__Entries shown__:
*-*-*
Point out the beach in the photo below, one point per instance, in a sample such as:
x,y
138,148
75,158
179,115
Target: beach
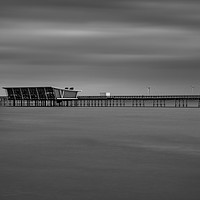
x,y
99,153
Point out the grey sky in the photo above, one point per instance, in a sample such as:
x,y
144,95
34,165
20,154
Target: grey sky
x,y
108,45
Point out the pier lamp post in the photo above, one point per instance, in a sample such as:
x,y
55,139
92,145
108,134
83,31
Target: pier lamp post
x,y
149,90
192,89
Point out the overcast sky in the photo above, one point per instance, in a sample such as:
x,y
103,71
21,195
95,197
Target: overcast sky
x,y
120,46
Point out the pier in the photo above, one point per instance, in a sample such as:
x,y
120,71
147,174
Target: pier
x,y
167,101
68,97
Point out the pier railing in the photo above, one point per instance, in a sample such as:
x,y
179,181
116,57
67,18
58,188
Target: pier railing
x,y
180,101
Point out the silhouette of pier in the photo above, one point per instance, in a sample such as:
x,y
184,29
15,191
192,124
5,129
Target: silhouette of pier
x,y
168,101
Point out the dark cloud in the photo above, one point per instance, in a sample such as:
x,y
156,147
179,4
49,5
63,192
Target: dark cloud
x,y
99,45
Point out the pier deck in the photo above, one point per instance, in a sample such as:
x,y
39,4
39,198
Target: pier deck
x,y
176,101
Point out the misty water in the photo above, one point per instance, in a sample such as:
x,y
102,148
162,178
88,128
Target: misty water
x,y
99,154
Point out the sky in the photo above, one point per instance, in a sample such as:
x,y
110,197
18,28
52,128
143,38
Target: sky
x,y
117,46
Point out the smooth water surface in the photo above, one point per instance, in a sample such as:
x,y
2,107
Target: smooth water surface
x,y
99,154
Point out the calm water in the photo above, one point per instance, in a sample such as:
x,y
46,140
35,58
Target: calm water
x,y
99,154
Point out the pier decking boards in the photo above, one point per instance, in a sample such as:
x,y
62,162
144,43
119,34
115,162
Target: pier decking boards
x,y
167,101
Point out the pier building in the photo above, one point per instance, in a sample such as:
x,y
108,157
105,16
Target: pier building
x,y
68,97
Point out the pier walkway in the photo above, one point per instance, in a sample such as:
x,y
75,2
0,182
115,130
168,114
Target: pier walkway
x,y
173,101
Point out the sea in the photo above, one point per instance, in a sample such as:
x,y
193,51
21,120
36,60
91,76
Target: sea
x,y
64,153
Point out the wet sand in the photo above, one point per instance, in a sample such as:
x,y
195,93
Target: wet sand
x,y
99,153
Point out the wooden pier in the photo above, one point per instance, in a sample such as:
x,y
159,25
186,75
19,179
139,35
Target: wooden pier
x,y
167,101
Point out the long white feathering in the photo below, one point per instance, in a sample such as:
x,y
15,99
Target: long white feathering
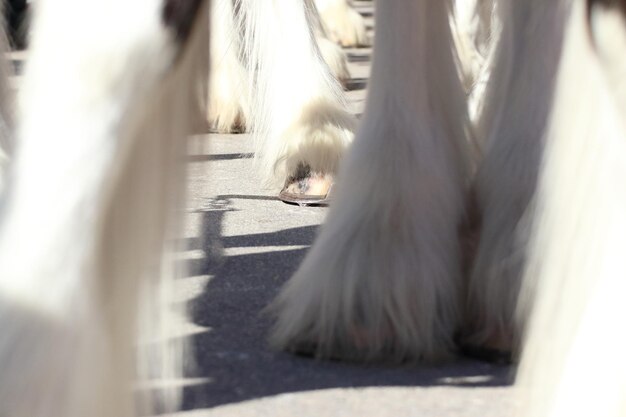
x,y
90,205
383,279
514,124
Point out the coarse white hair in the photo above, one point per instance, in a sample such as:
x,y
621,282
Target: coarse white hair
x,y
108,97
383,279
573,362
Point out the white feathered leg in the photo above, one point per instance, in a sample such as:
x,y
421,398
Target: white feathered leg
x,y
300,116
229,101
517,109
344,24
383,278
89,203
573,363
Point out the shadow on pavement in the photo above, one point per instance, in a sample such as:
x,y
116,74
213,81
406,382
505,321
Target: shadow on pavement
x,y
233,354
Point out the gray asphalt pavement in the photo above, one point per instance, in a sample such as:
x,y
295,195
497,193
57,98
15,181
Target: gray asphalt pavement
x,y
241,245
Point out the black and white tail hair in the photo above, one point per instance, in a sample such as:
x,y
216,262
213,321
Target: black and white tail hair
x,y
383,278
299,112
230,106
108,97
573,363
6,108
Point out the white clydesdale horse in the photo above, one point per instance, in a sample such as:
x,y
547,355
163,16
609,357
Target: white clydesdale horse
x,y
102,115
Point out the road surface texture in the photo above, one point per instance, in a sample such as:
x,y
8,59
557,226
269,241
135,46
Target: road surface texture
x,y
241,245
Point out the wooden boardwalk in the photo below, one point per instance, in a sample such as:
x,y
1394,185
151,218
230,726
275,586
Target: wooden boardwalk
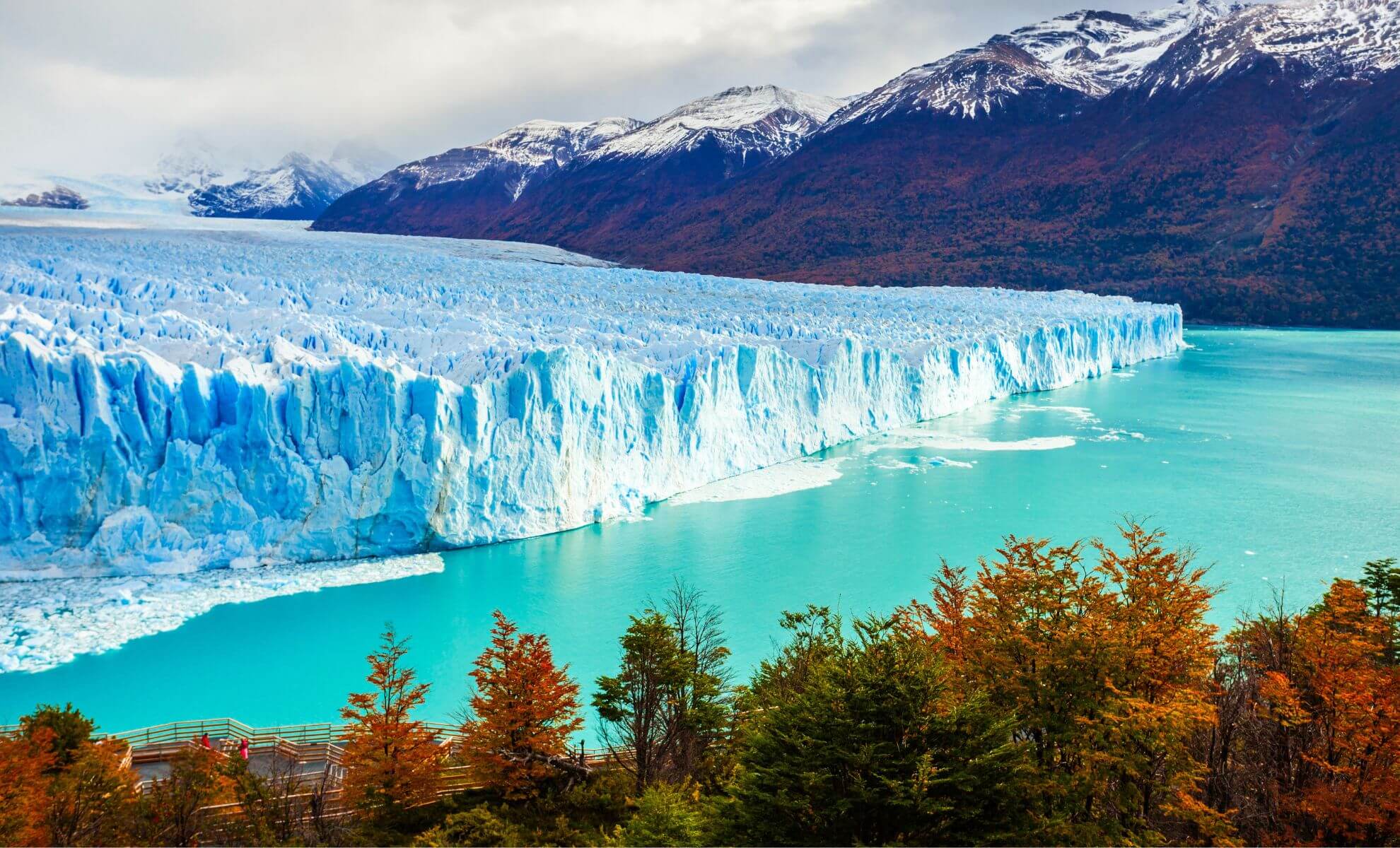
x,y
311,753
*-*-*
__Work to complete__:
Return every line of the records above word for word, from the first to the last, and leave out the pictures.

__Complete answer__:
Point out the beach in the photo below, one point per instance, in a sample such as:
x,y
138,148
75,158
179,115
Target: beach
x,y
99,153
Point out the grey sky in the photo above, one point per instance, in a sample such as:
x,y
144,95
34,165
20,154
Target: grey sky
x,y
108,45
Point out the pier lamp post in the photo above, one point per instance, in a sample such as:
x,y
55,139
92,145
108,134
83,31
Target: pier lamp post
x,y
149,90
192,89
Point out the overcast sky in the photo above, one point per instance, in a sample such as:
x,y
103,71
21,195
95,197
Target: overcast sky
x,y
120,46
Point out the pier in the photo above, one point per instance, in a sample such as:
x,y
120,71
147,174
Target: pier
x,y
167,101
68,97
Point out the pier railing in the photo above, one point per instance, in a sample such as:
x,y
179,181
116,57
67,18
58,188
Target: pier railing
x,y
180,101
Point out the silhouette of pier in the photo above, one point per instance, in a sample such as:
x,y
184,29
15,191
192,124
5,129
Target: silhouette of pier
x,y
168,101
Point out the dark cloud in the photo above, one point per instance, in a sample such as:
x,y
156,147
179,4
49,5
63,192
Target: dark cloud
x,y
99,45
Point out the pier deck in the photo above, one point per instance, in a sample such as:
x,y
39,4
39,198
Target: pier deck
x,y
176,101
Point out the misty water in the photo above, one point per instance, in a sample such as:
x,y
102,148
162,178
88,128
Target: misty water
x,y
99,154
Point out the sky in the photo above, one point per instance, in a sample such as:
x,y
110,197
18,28
52,128
143,38
Target: sky
x,y
117,46
Point out the smooth water surface in the photo above, one point per instance, in a sample such as:
x,y
2,107
Target: smooth water surface
x,y
99,154
Point out the calm water in the photo above, one point per instance, in a sample such as:
x,y
46,140
35,58
Target: calm water
x,y
99,154
Point out the pier decking boards in the photo above, one point per instance, in a sample such as:
x,y
62,162
144,43
119,34
115,162
Target: pier decking boards
x,y
167,101
Point out the pier building in the photo above, one point per instance, in a sample such as:
x,y
108,157
105,16
Target: pier building
x,y
68,97
Point out the pier walkway in the photo above, one point per instance, in a sample such as:
x,y
75,2
0,182
115,130
168,114
Target: pier walkway
x,y
173,101
Point out the sea in the photo above, one point per instance, in a sample such as:
x,y
193,51
21,120
36,60
91,76
Target: sea
x,y
64,153
Point out the wet sand in the photo above, one point per instance, in a sample such as:
x,y
195,93
Target: wet sand
x,y
99,153
Point out the wooden pier in the photo above, one point per instance, in a sample such as:
x,y
159,25
186,75
19,179
139,35
Target: wooden pier
x,y
167,101
Point out the long white feathering in the photo below, one point per instance, in a sample such as:
x,y
15,99
Target: long white feathering
x,y
90,205
383,279
514,124
Point out the coarse white hair in the photo above, one point per instance, in a sample such as:
x,y
621,282
Target: coarse white hair
x,y
108,97
383,279
573,362
Point out the white feathered leg in the photo above, one point per instance, in a sample such as:
x,y
421,398
Target: white feathered leg
x,y
300,116
229,101
517,109
344,24
383,278
89,203
573,363
Point out the shadow on pavement in the photo above, one point per instance, in a sample such as:
x,y
116,74
213,81
406,382
505,321
Target: shadow on pavement
x,y
233,354
Point out the gray asphalt pavement in the photo above, one point per instance, in a sample such as:
x,y
295,195
497,193
57,98
15,181
Target: gray asphalt pavement
x,y
241,245
Point out the black and white tail hair in the photo above, one point per instance, in a sample such as:
x,y
216,262
213,321
Target: black and white tail hair
x,y
383,278
299,112
230,106
108,97
573,363
6,108
Point out the white clydesdale horse in the photo above, one point per instance, in a sample such as:
x,y
547,355
163,16
609,357
Target: white clydesdale horse
x,y
102,115
Point out the road surface texture in the photo above, one point per instance, in a sample such as:
x,y
8,59
557,226
269,241
135,46
Target: road surface texture
x,y
241,245
Point out the wooden boardwalk in the photo below, one point per instance, in a sample such as:
x,y
1394,185
151,218
230,726
275,586
Target: wooden boardwalk
x,y
311,753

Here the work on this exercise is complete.